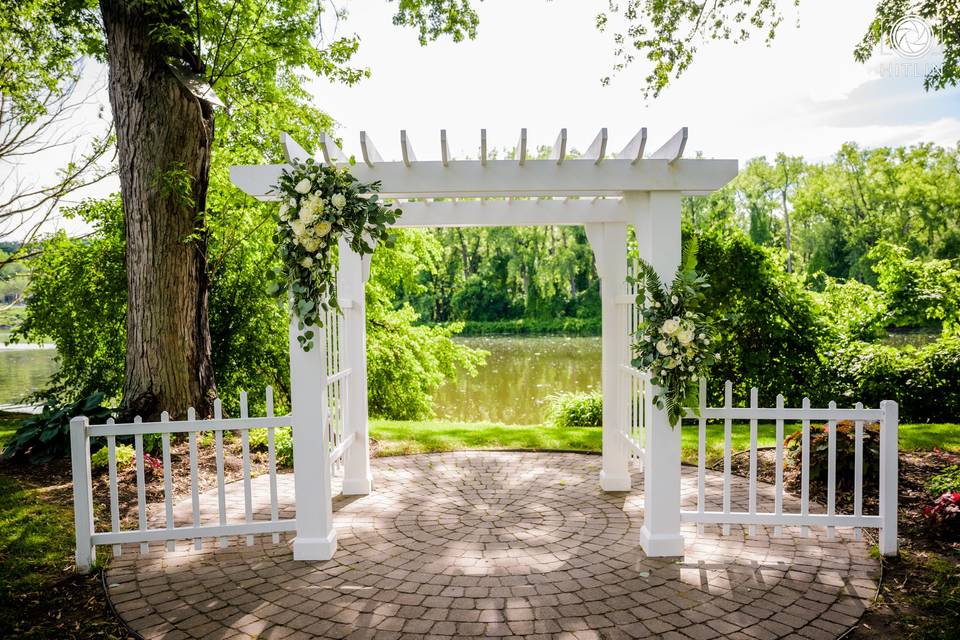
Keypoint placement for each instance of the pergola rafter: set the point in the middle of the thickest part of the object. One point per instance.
(604, 192)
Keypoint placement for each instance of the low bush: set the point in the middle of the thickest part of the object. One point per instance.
(925, 382)
(846, 443)
(46, 436)
(575, 409)
(125, 457)
(947, 481)
(282, 442)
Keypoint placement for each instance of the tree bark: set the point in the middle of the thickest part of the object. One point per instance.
(164, 138)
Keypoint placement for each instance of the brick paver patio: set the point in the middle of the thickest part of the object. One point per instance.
(496, 544)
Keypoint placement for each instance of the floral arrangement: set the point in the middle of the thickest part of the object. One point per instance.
(320, 204)
(673, 340)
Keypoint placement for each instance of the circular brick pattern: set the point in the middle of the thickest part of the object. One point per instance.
(499, 544)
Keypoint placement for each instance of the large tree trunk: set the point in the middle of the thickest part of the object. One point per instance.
(164, 136)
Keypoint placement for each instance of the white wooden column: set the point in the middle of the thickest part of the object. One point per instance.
(316, 538)
(352, 278)
(609, 243)
(658, 237)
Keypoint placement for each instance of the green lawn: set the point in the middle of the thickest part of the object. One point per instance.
(397, 438)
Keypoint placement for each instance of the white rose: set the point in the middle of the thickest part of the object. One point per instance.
(670, 327)
(298, 228)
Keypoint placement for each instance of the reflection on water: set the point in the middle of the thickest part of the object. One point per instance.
(23, 371)
(520, 373)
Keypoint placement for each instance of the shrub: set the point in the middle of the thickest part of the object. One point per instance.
(282, 441)
(846, 443)
(46, 436)
(575, 409)
(947, 481)
(125, 457)
(925, 382)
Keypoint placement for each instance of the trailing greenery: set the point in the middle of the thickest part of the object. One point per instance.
(46, 436)
(575, 409)
(322, 204)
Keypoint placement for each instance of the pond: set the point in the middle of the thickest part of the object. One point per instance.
(519, 375)
(23, 370)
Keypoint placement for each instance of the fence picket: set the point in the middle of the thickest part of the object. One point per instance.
(194, 478)
(272, 465)
(221, 484)
(754, 403)
(141, 488)
(702, 451)
(805, 469)
(114, 497)
(831, 467)
(778, 498)
(245, 448)
(167, 481)
(727, 446)
(858, 471)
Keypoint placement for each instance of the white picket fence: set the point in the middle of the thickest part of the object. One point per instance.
(887, 416)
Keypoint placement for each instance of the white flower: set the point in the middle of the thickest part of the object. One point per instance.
(298, 228)
(670, 327)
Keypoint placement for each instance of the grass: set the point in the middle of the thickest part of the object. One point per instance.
(399, 438)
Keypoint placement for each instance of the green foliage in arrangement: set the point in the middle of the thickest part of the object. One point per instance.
(575, 409)
(46, 436)
(321, 205)
(846, 445)
(100, 460)
(282, 443)
(947, 481)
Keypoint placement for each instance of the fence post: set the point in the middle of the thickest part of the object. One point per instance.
(352, 276)
(889, 472)
(316, 538)
(82, 493)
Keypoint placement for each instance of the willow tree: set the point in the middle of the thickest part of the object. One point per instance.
(172, 65)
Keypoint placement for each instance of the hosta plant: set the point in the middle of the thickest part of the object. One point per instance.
(319, 205)
(674, 339)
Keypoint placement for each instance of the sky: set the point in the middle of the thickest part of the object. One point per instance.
(538, 64)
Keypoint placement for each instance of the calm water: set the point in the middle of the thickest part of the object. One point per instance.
(23, 371)
(520, 373)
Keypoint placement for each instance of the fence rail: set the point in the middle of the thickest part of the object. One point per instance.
(885, 520)
(88, 537)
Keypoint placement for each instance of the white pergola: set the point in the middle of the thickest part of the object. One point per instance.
(603, 191)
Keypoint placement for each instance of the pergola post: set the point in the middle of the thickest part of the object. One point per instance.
(352, 278)
(658, 237)
(609, 243)
(316, 538)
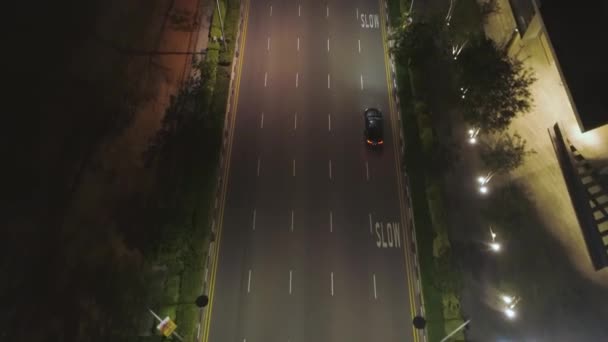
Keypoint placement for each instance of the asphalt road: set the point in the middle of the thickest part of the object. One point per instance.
(312, 244)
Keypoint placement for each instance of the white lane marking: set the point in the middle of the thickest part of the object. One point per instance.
(258, 169)
(249, 282)
(375, 294)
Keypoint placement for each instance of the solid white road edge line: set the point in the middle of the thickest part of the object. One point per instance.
(375, 294)
(249, 282)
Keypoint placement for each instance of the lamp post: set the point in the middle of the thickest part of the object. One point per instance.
(495, 246)
(483, 181)
(219, 12)
(473, 133)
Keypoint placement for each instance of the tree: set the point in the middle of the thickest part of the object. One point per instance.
(504, 154)
(496, 87)
(418, 41)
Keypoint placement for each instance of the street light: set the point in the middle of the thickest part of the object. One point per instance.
(219, 12)
(473, 133)
(483, 181)
(495, 246)
(510, 303)
(464, 92)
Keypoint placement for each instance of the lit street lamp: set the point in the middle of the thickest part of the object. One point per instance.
(473, 133)
(483, 181)
(464, 92)
(510, 303)
(495, 246)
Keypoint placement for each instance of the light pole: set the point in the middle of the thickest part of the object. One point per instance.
(473, 133)
(448, 17)
(483, 181)
(495, 246)
(219, 12)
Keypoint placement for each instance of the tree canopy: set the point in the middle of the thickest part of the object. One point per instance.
(504, 154)
(497, 87)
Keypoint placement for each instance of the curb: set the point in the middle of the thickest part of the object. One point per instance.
(221, 168)
(412, 226)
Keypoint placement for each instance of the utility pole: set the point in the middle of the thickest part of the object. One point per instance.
(219, 12)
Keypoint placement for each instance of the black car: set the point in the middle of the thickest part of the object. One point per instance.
(374, 127)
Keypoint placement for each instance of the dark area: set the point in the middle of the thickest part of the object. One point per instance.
(578, 35)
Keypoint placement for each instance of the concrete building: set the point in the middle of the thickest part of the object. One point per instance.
(564, 43)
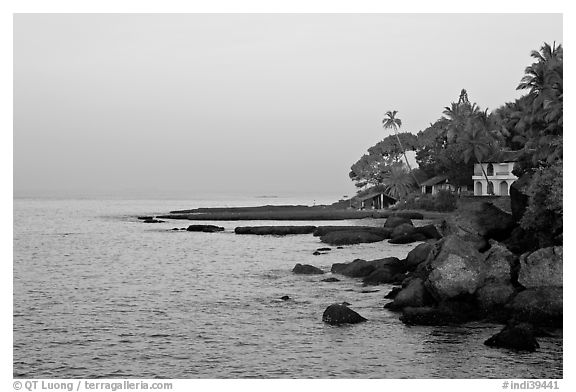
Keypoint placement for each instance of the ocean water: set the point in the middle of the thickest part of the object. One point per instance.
(99, 294)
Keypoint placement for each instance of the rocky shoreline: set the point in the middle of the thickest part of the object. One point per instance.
(473, 265)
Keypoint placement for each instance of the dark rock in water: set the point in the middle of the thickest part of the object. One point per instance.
(381, 231)
(205, 228)
(402, 229)
(385, 272)
(361, 268)
(350, 237)
(430, 231)
(539, 306)
(153, 221)
(395, 221)
(518, 337)
(494, 223)
(522, 241)
(428, 316)
(408, 215)
(274, 230)
(418, 255)
(493, 296)
(414, 295)
(408, 238)
(392, 293)
(454, 269)
(337, 314)
(541, 268)
(306, 269)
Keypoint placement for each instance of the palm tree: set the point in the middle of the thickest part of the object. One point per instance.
(398, 182)
(394, 123)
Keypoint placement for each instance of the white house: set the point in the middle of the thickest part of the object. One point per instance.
(434, 184)
(498, 169)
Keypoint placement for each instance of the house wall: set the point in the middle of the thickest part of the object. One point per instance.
(500, 176)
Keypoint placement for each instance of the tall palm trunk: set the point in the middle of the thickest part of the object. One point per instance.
(486, 177)
(406, 158)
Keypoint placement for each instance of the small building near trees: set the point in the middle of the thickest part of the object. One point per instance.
(498, 169)
(375, 200)
(434, 184)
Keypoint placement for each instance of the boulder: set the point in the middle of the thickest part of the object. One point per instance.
(522, 241)
(494, 223)
(350, 237)
(540, 306)
(418, 255)
(381, 231)
(493, 296)
(408, 238)
(337, 314)
(361, 268)
(392, 293)
(454, 269)
(497, 264)
(413, 295)
(430, 231)
(402, 229)
(152, 220)
(518, 337)
(205, 228)
(386, 273)
(274, 230)
(428, 316)
(306, 269)
(394, 221)
(541, 268)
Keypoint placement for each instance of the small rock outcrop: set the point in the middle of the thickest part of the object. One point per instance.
(205, 228)
(541, 268)
(350, 237)
(337, 314)
(517, 337)
(306, 269)
(274, 230)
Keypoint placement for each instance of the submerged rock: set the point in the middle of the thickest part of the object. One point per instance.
(205, 228)
(274, 230)
(518, 337)
(306, 269)
(395, 221)
(337, 314)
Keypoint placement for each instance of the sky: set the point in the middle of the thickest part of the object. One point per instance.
(255, 104)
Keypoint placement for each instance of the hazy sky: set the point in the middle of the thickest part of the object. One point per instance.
(276, 104)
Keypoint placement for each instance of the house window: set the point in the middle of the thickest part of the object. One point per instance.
(503, 188)
(490, 170)
(490, 188)
(478, 189)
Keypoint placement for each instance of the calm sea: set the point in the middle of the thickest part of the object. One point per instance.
(99, 294)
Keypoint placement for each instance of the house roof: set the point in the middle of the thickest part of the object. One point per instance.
(434, 180)
(504, 156)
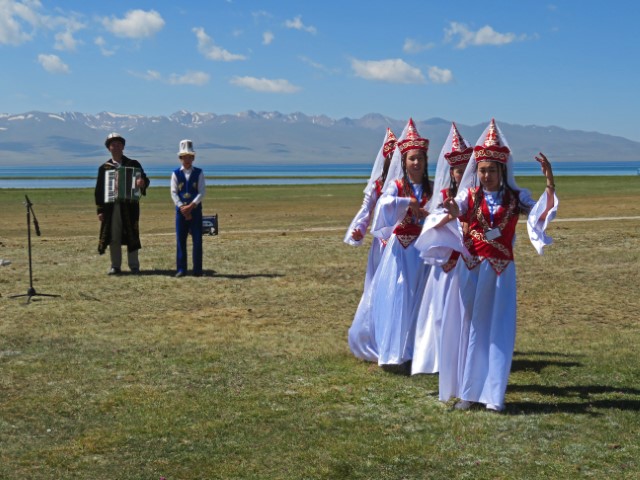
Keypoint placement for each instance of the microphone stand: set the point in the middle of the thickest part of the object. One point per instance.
(31, 292)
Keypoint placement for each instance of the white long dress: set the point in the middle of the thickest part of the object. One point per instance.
(429, 323)
(486, 321)
(360, 337)
(399, 280)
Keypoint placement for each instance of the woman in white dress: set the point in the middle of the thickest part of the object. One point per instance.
(399, 280)
(490, 201)
(360, 337)
(432, 328)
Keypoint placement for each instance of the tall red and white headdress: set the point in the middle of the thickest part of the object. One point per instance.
(491, 146)
(455, 152)
(413, 140)
(410, 139)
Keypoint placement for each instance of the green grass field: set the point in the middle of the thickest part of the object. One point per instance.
(246, 373)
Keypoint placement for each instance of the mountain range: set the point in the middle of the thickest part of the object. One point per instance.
(40, 138)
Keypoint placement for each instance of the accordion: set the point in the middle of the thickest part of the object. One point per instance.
(210, 224)
(120, 184)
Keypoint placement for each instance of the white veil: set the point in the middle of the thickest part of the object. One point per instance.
(470, 178)
(395, 167)
(442, 179)
(378, 166)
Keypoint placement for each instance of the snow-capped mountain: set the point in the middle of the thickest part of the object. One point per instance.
(37, 138)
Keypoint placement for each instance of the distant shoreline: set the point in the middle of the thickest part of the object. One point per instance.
(212, 177)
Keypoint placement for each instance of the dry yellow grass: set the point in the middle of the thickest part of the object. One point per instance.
(245, 373)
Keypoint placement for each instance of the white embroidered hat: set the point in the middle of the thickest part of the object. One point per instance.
(186, 148)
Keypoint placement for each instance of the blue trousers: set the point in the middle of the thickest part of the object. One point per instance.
(183, 228)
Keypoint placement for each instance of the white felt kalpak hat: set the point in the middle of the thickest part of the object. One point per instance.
(186, 148)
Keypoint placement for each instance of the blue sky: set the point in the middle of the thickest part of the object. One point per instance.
(566, 63)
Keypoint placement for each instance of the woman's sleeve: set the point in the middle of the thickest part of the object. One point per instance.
(389, 211)
(437, 242)
(362, 219)
(536, 227)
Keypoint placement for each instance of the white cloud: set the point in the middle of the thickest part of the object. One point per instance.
(267, 38)
(189, 78)
(212, 51)
(297, 24)
(413, 46)
(53, 64)
(65, 39)
(440, 75)
(135, 24)
(100, 42)
(265, 85)
(485, 36)
(18, 17)
(317, 66)
(14, 18)
(391, 71)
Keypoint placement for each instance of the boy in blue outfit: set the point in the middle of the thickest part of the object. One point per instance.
(187, 192)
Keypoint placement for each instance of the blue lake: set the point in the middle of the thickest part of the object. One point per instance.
(83, 176)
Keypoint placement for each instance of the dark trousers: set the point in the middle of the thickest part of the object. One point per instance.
(183, 228)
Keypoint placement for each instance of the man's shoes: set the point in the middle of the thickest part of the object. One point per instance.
(463, 405)
(494, 408)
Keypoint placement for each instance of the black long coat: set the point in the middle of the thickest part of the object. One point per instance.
(129, 211)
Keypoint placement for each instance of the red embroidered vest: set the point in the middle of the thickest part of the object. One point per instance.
(499, 251)
(408, 230)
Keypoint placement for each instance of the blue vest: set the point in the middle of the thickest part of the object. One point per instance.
(188, 190)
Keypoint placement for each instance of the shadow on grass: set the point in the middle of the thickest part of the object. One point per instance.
(579, 398)
(587, 407)
(520, 364)
(207, 274)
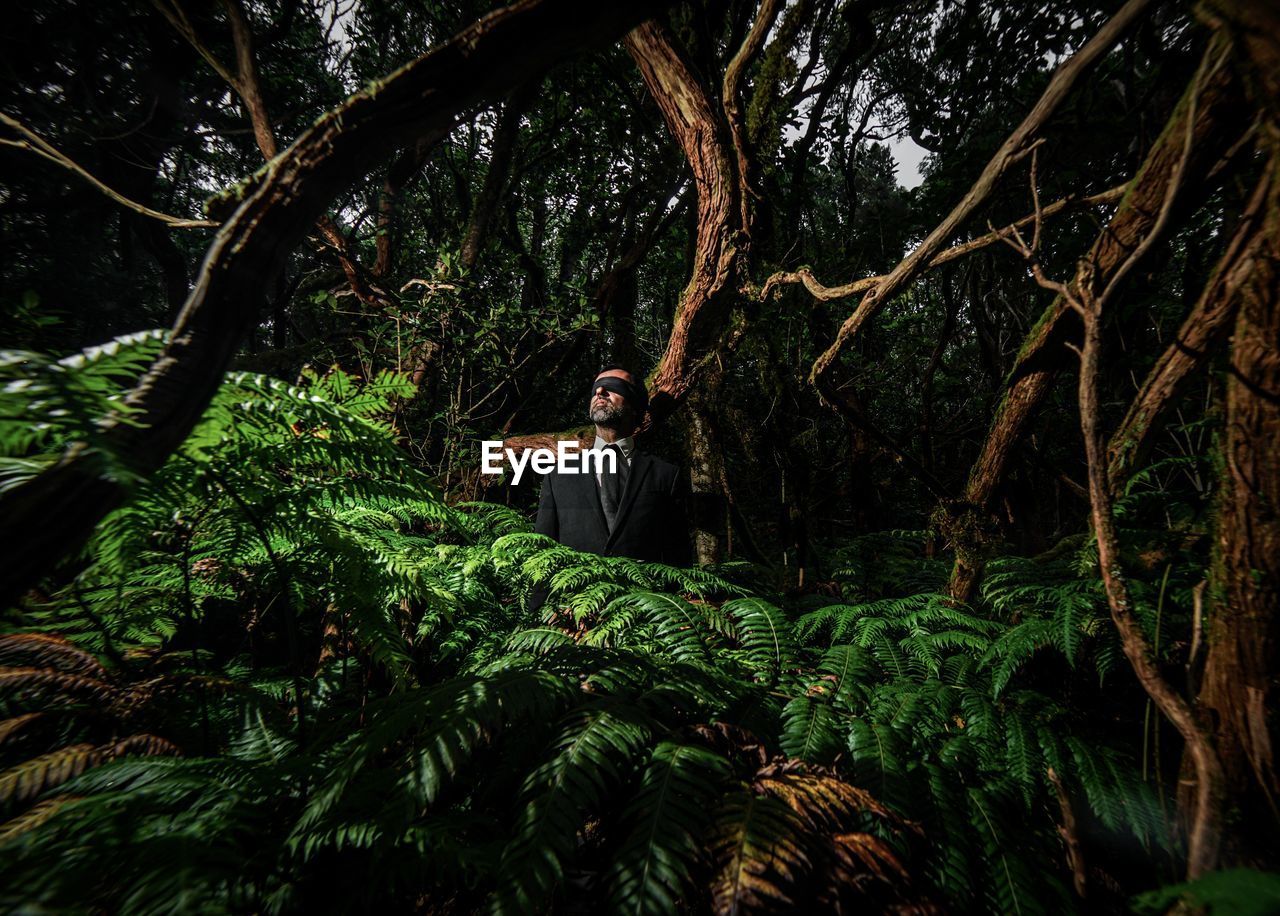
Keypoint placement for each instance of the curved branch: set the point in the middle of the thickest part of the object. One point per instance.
(56, 511)
(828, 293)
(44, 149)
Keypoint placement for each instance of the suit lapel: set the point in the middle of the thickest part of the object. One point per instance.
(640, 463)
(592, 495)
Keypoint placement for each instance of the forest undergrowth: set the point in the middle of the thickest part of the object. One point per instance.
(286, 658)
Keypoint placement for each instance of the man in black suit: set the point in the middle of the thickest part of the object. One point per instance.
(634, 511)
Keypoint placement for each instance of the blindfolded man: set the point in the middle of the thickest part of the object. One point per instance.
(627, 507)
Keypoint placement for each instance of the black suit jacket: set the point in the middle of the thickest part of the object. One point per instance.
(650, 520)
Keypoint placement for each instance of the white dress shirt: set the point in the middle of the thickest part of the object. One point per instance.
(627, 445)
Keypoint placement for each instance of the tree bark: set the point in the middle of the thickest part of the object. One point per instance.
(713, 287)
(1240, 681)
(54, 512)
(499, 169)
(1202, 131)
(1206, 324)
(1015, 146)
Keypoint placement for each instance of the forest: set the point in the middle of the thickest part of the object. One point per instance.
(959, 321)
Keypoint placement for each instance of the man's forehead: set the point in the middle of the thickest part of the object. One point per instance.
(615, 374)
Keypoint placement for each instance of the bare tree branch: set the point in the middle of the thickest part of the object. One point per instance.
(44, 149)
(55, 511)
(830, 293)
(1015, 146)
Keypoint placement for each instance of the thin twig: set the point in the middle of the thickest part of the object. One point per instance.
(44, 149)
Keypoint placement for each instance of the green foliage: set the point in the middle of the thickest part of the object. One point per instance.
(658, 738)
(1240, 892)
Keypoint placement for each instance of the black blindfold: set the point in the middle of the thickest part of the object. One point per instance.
(632, 394)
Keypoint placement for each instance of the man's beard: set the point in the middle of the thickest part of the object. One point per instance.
(611, 417)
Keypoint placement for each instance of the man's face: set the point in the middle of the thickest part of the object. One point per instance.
(609, 408)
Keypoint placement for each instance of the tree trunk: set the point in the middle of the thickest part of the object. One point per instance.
(1201, 128)
(1240, 681)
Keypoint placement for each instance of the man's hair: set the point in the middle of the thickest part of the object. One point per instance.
(636, 383)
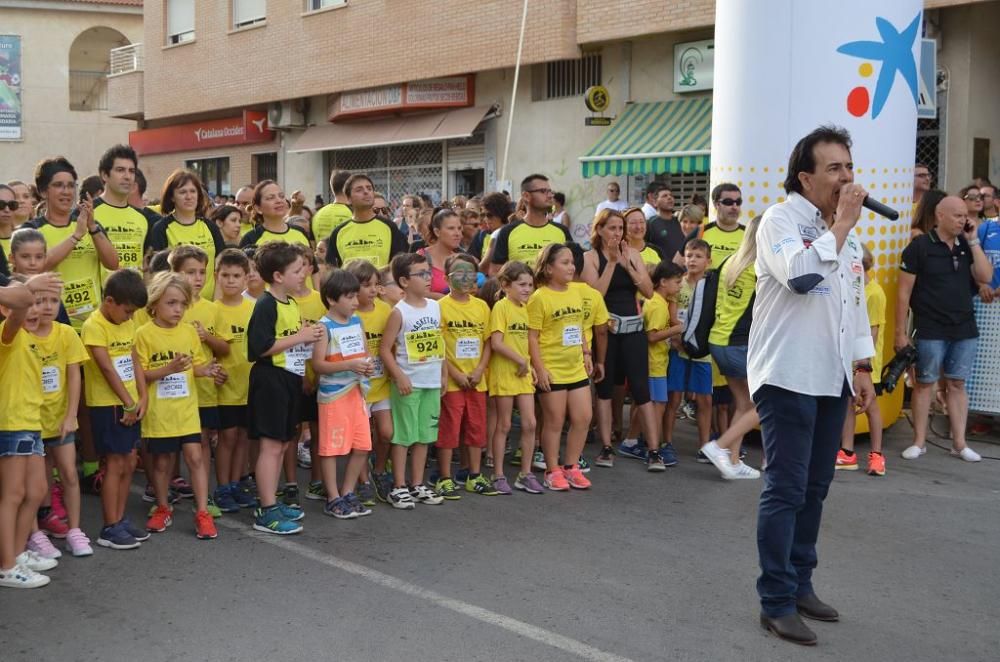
---
Count the lines in the records above that contain the string "road", matching case exactly. Reply with the number only.

→ **SOLUTION**: 2